### Data for this exercise
BEGIN

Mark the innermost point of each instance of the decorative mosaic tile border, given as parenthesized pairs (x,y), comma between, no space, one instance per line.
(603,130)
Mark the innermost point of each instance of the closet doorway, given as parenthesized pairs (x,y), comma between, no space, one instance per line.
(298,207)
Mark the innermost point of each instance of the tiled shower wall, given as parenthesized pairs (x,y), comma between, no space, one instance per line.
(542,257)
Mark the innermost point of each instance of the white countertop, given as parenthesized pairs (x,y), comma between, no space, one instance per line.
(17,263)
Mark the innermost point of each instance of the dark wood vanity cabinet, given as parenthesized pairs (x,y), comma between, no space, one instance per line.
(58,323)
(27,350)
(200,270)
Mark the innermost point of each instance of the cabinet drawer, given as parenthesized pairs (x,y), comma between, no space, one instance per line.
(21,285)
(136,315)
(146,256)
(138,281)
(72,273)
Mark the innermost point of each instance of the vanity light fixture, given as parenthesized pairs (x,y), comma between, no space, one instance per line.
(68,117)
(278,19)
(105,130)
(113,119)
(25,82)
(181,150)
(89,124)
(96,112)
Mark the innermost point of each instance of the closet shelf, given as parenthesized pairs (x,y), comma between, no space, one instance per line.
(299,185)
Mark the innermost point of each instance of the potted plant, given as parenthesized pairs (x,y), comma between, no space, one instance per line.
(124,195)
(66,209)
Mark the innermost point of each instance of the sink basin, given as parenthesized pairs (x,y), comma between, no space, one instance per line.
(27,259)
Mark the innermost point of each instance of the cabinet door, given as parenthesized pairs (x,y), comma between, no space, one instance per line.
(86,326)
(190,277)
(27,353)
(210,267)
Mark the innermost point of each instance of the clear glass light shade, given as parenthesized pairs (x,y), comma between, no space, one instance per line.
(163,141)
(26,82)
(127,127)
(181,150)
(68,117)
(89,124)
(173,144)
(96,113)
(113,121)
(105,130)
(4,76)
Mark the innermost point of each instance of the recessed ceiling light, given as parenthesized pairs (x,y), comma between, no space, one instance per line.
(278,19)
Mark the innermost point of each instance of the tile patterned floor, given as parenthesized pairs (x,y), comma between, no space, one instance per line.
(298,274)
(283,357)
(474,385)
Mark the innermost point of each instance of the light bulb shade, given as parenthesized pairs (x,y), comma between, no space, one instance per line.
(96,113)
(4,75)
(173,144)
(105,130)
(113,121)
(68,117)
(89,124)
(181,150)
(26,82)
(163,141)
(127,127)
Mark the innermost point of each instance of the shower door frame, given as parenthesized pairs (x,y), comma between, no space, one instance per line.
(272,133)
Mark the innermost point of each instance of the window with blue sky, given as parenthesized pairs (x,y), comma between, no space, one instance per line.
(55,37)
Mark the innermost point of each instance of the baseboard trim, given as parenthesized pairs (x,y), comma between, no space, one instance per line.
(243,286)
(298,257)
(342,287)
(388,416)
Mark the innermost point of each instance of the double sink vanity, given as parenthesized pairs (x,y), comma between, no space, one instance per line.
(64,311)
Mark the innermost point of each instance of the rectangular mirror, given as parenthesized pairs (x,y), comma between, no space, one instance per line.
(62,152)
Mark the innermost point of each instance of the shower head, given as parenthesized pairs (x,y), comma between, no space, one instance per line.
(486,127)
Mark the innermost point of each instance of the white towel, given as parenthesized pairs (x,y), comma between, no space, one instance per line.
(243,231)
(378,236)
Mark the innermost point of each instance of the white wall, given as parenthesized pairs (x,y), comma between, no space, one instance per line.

END

### Stated goal
Extract every entry above as it appears.

### Exercise output
Mark the innermost point of each instance of the decorative mosaic tile border, given as parenthesized pairs (x,y), comma between, no space, one instance per line.
(603,130)
Mark the innermost point of each instance of the closet doorway, given as parenthesized pairs (x,y), comma between, no space, one instance per line.
(298,207)
Mark the innermost point of each instance of the tiled shower wall, given as parenthesized pairs (x,y), comma between, no space, one instance per line.
(542,257)
Mark the innermost point of each instance of the white countertop, given as parenthesized pairs (x,y), comma between, no space, one instance per line.
(17,263)
Mark the innermost point of each instance of the dark wood vanity cabinet, given as parenthesized pairs (x,y), comma between, no space, one instance per line.
(58,323)
(27,350)
(200,270)
Mark the innermost point of each instance of the cabinet drawer, given as parenthesized pairs (x,y), comma between, no space, one instance per line.
(21,285)
(136,315)
(146,256)
(138,281)
(72,273)
Mark the innermost point of each instance of the vanity light fixture, given as parenthesized pairs (x,y), comma between, no space, one instance per line.
(68,117)
(278,19)
(105,130)
(113,119)
(25,82)
(181,150)
(89,124)
(96,112)
Mark the innermost point of each instance of the closet shelf, given as parenthesized pairs (x,y), comma between, no space, one instance per line.
(299,185)
Mark the innermost point of each instance of the potted plant, given as parenthesized pairs (x,y), comma between, no space, one instance per line.
(124,195)
(66,209)
Mark the innermost point of each instance of the sink basin, given as parenthesized pairs (x,y), comma between, no space, one instance per line.
(27,259)
Mark the innermost point of each instance of the cabinet door, given as parenthesized pairs (x,y), comma between, no space, one instance per line.
(86,326)
(190,277)
(27,353)
(210,267)
Mark the innermost point of each instance of the clear glass light shade, given as parenthesized pairs (x,y), comma between, no space, one instance per line.
(163,141)
(26,82)
(127,127)
(181,150)
(68,117)
(89,124)
(173,144)
(96,113)
(113,121)
(105,130)
(4,76)
Mark the innermost point of each instance of the recessed ceiling light, given as parenthesized pairs (x,y), comma between, no space, one instance per line.
(278,19)
Mark the innermost point of each instance of the tile patterned floor, given as parenthesized pairs (x,y), comma between, no space, one instance per line.
(298,274)
(283,357)
(474,385)
Mark the innermost point of each instance of the light bulb shade, given as parenthesized pairs (x,y), comma between, no space, one instance per line.
(96,113)
(4,75)
(173,144)
(105,130)
(113,121)
(68,117)
(89,124)
(181,150)
(26,82)
(163,141)
(127,127)
Mark the innermost point of each instance of the shower door frame, given as parenthesized pairs (x,y), comma between, no space, one instance per line.
(272,133)
Mark the innermost point of each instance of the window with blue sky, given as parenthesized pairs (x,y), comma between, no space, one instance per line.
(55,37)
Mark the innermost point of each instance of the baseboard trim, given as parenthesized pairs (x,y), comma between, no space, one instance per line.
(243,286)
(298,257)
(342,287)
(388,416)
Mark the innermost point of each instance of the double sink vanity, given as parenthesized pairs (x,y), comma between, no space, one instance per line.
(64,311)
Mark the innermost point of each instance of the rectangular mirror, given as parenthesized pairs (x,y), comma between, no space, one instance per line.
(62,152)
Mark the innermost point of each instance of the shower head, given as parenthesized pairs (x,y), comma between, no space, one instance per line.
(486,127)
Mark the innermost point of each instance of the white towel, given as parenthesized pairs (x,y), comma between, no space, one instance per line.
(243,231)
(378,236)
Mark the innermost point of each instance of the white wall, given as parenthesized pairs (x,y), comma between, no space, one instance per line.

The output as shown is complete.